> _Listed records_:

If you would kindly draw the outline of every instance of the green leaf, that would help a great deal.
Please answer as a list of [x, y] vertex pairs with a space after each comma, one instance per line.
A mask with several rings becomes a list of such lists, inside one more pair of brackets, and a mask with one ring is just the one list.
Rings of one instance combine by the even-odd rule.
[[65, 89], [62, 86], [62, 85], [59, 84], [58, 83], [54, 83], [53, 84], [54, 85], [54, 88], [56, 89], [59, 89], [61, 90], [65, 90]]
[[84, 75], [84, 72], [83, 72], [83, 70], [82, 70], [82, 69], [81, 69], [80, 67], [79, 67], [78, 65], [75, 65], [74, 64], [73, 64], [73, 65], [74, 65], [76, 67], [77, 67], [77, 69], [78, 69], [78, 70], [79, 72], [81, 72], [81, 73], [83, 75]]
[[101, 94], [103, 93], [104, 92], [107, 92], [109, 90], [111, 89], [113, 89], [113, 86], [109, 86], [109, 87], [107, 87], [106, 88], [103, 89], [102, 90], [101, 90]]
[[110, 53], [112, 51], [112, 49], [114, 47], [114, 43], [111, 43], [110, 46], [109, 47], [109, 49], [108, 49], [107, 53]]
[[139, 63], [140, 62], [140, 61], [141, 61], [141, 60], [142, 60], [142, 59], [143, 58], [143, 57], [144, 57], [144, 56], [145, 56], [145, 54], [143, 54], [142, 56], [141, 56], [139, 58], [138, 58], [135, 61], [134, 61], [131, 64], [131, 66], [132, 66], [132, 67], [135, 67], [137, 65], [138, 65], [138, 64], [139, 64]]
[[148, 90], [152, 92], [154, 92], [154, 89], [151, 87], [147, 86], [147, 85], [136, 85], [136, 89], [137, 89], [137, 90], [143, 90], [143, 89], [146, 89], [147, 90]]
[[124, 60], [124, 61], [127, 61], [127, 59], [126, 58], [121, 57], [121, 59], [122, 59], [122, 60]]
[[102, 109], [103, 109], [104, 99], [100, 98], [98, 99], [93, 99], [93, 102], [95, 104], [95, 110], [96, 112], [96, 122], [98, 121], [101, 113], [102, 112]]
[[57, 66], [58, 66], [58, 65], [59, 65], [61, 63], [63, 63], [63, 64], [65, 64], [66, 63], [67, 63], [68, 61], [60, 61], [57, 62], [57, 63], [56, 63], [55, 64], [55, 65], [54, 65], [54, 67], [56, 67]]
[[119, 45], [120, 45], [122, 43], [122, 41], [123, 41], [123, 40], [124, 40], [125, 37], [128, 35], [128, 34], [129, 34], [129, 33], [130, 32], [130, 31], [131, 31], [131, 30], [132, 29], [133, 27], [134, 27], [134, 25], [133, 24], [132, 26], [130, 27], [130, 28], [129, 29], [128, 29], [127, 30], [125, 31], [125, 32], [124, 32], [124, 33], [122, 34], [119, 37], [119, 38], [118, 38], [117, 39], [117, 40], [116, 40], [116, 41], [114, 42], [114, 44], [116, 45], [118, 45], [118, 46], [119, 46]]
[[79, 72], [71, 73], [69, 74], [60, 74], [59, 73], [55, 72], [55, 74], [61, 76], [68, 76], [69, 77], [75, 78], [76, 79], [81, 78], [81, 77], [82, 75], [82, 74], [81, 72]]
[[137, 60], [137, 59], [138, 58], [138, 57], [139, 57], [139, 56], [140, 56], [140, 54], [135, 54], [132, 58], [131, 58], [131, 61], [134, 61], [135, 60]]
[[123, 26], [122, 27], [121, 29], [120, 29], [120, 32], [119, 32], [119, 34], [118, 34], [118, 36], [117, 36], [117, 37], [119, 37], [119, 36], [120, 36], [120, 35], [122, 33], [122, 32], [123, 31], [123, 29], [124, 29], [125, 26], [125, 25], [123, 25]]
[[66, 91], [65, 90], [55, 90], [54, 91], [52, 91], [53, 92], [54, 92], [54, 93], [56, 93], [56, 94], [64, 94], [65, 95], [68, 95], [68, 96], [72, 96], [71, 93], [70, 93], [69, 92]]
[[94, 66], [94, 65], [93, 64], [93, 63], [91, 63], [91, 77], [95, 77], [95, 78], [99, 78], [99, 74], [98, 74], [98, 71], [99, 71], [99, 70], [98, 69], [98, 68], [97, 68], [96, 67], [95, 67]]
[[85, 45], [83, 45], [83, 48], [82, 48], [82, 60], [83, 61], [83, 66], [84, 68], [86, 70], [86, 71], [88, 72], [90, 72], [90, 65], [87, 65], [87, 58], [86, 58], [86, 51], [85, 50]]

> _Goal_: Please copy out all the lines above, swapping "green leaf" for "leaf cluster" and leaving every other part unchanged.

> _Final result_:
If you would kindly draw the outline of every instance of the leaf cluster, that would help a great deal.
Please answer as a list of [x, y] vertex pairs with a space after each comma, one instance per line.
A mask with several rings becomes a list of such lists, inside one more pair of brackets, and a mask with one ring is just the one list.
Rings of one instance combine by the even-odd rule.
[[65, 89], [62, 86], [62, 85], [59, 84], [58, 83], [54, 83], [53, 84], [54, 85], [54, 88], [56, 89], [59, 89], [61, 90], [65, 90]]
[[84, 75], [84, 72], [83, 72], [83, 70], [82, 70], [82, 69], [81, 69], [80, 67], [79, 67], [78, 65], [75, 65], [74, 64], [73, 64], [73, 65], [74, 65], [76, 67], [77, 67], [77, 69], [78, 69], [78, 70], [79, 72], [81, 72], [81, 73], [83, 75]]
[[101, 94], [103, 93], [104, 92], [107, 92], [109, 90], [111, 89], [113, 89], [113, 86], [109, 86], [109, 87], [107, 87], [106, 88], [103, 89], [102, 90], [101, 90]]
[[110, 53], [112, 51], [112, 49], [114, 47], [114, 43], [111, 43], [110, 46], [109, 47], [109, 49], [108, 49], [107, 53]]
[[139, 63], [140, 62], [140, 61], [141, 61], [141, 60], [142, 60], [142, 59], [143, 58], [143, 57], [144, 57], [144, 56], [145, 56], [145, 54], [143, 54], [142, 56], [141, 56], [139, 58], [138, 58], [135, 61], [134, 61], [131, 64], [131, 66], [132, 66], [132, 67], [135, 67], [137, 65], [138, 65], [138, 64], [139, 64]]
[[148, 90], [152, 92], [154, 92], [154, 89], [151, 87], [147, 86], [147, 85], [136, 85], [136, 89], [137, 89], [137, 90], [143, 90], [143, 89], [146, 89], [147, 90]]
[[124, 60], [124, 61], [127, 61], [127, 59], [126, 58], [121, 57], [121, 59], [122, 59], [122, 60]]
[[102, 109], [103, 109], [104, 99], [100, 98], [98, 99], [93, 99], [93, 102], [95, 104], [95, 110], [96, 112], [96, 122], [98, 121], [101, 113], [102, 112]]
[[57, 66], [58, 66], [58, 65], [59, 65], [61, 63], [63, 63], [63, 64], [65, 64], [66, 63], [67, 63], [68, 61], [60, 61], [57, 62], [57, 63], [56, 63], [55, 64], [55, 65], [54, 65], [54, 67], [56, 67]]
[[119, 45], [120, 45], [122, 43], [122, 41], [123, 41], [123, 40], [124, 40], [125, 37], [128, 35], [128, 34], [129, 34], [129, 33], [130, 32], [130, 31], [131, 31], [131, 30], [132, 29], [133, 27], [134, 27], [134, 25], [133, 24], [132, 26], [130, 27], [130, 28], [129, 29], [128, 29], [127, 30], [125, 31], [125, 32], [124, 32], [124, 33], [122, 34], [119, 37], [119, 38], [118, 38], [117, 39], [117, 40], [116, 40], [116, 41], [114, 42], [114, 44], [116, 45], [118, 45], [118, 46], [119, 46]]
[[79, 72], [71, 73], [69, 74], [60, 74], [59, 73], [55, 72], [55, 74], [61, 76], [68, 76], [69, 77], [75, 78], [76, 79], [81, 78], [81, 77], [82, 75], [82, 74], [81, 72]]
[[137, 60], [137, 59], [138, 58], [138, 57], [139, 57], [139, 56], [140, 56], [140, 54], [135, 54], [132, 58], [131, 58], [131, 61], [134, 61], [135, 60]]
[[123, 26], [122, 27], [121, 29], [120, 29], [120, 32], [119, 32], [119, 34], [118, 34], [118, 36], [117, 36], [117, 37], [119, 37], [119, 36], [120, 36], [120, 35], [122, 33], [122, 32], [123, 31], [123, 29], [124, 29], [125, 26], [125, 25], [123, 25]]
[[66, 91], [65, 90], [55, 90], [54, 91], [52, 91], [53, 92], [54, 92], [54, 93], [56, 93], [56, 94], [64, 94], [65, 95], [68, 95], [68, 96], [72, 96], [71, 93], [70, 93], [69, 92]]
[[94, 66], [94, 65], [93, 64], [93, 63], [91, 63], [91, 77], [95, 77], [95, 78], [99, 78], [99, 74], [98, 74], [98, 71], [99, 71], [99, 70], [98, 69], [98, 68], [97, 68], [96, 67], [95, 67]]
[[85, 45], [83, 45], [83, 48], [82, 48], [82, 60], [83, 61], [83, 66], [84, 68], [86, 70], [86, 71], [88, 72], [90, 72], [90, 65], [87, 65], [87, 58], [86, 58], [86, 51], [85, 50]]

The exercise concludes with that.